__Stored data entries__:

○ ○ ○ ○ ○ ○ ○

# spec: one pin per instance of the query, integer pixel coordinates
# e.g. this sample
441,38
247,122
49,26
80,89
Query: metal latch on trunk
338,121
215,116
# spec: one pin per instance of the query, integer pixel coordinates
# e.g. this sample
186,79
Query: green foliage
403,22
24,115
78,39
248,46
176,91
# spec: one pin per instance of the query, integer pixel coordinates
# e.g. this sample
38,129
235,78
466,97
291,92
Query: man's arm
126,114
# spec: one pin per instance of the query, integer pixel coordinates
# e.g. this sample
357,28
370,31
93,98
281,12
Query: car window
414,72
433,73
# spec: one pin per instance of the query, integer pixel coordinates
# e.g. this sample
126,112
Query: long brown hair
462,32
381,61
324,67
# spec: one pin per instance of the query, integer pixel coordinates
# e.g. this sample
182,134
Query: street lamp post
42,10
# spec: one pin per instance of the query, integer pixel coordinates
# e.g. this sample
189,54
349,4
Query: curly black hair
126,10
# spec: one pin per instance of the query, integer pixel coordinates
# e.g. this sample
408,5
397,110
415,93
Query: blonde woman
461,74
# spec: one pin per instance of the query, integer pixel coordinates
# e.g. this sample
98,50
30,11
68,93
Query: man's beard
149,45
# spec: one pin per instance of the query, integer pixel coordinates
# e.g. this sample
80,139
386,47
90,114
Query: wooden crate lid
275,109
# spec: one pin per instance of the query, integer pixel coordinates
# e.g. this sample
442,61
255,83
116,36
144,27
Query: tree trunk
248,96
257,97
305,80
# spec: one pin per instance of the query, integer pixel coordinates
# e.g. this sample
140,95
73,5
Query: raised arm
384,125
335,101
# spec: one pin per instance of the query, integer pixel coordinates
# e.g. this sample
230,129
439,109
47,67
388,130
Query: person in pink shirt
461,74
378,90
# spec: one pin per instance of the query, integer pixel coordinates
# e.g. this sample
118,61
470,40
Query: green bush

○ ○ ○ ○ ○ ○ ○

__Goal of the exercise__: Your output should match the records above word for word.

__Answer section__:
# spec: one pin per instance of the query, integer pixel coordinates
# e.g. this sample
441,38
247,122
49,26
80,89
Query: metal latch on trunk
338,121
215,116
# spec: one pin per instance of the query, integer pixel coordinates
# e.g. this sample
186,79
Query: green foliage
403,22
24,115
78,39
248,46
176,91
# spec: one pin per instance of the query, integer pixel coordinates
# e.g. this sample
38,129
235,78
466,97
291,92
Query: man's arm
126,114
# spec: one pin per instance of the query, integer pixel coordinates
# e.g. this sample
357,28
370,31
93,98
281,12
Query: car window
414,72
433,73
# spec: one pin per instance of the query, integer pixel coordinates
# e.g. this sample
126,112
Query: long brown hair
462,32
381,61
324,67
# spec: one pin per instance of the query, integer pixel coordinates
# e.g. this sample
182,134
Query: street lamp post
42,10
# spec: one pin per instance of the query, integer pixel coordinates
# e.g. this sample
189,54
349,4
Query: curly black hair
126,10
# spec: one pin per instance of the query, integer pixel coordinates
# e.g. this sample
408,5
397,110
415,93
Query: blonde woman
461,74
# spec: one pin per instance of the query, integer pixel coordinates
# e.g. this sample
98,50
30,11
68,93
Query: man's beard
149,45
# spec: one pin per instance of the query, integer pixel coordinates
# e.g. this sample
80,139
386,47
90,114
Query: wooden crate lid
275,109
# spec: one pin per instance of the query, integer pixel coordinates
# e.g. this sample
442,61
255,83
116,36
144,27
Query: tree trunk
248,96
257,97
305,80
# spec: one pin per instance of the query, integer pixel coordinates
# e.g. this sample
140,95
73,5
Query: raised arm
384,125
335,101
# spec: one pin per instance of the query, integer pixel coordinates
# e.g. this sample
230,129
439,109
47,67
388,130
Query: person in pink shirt
461,74
378,90
# spec: one pin per instance of the query, integer pixel coordinates
# e.g. this sample
118,61
470,40
Query: green bush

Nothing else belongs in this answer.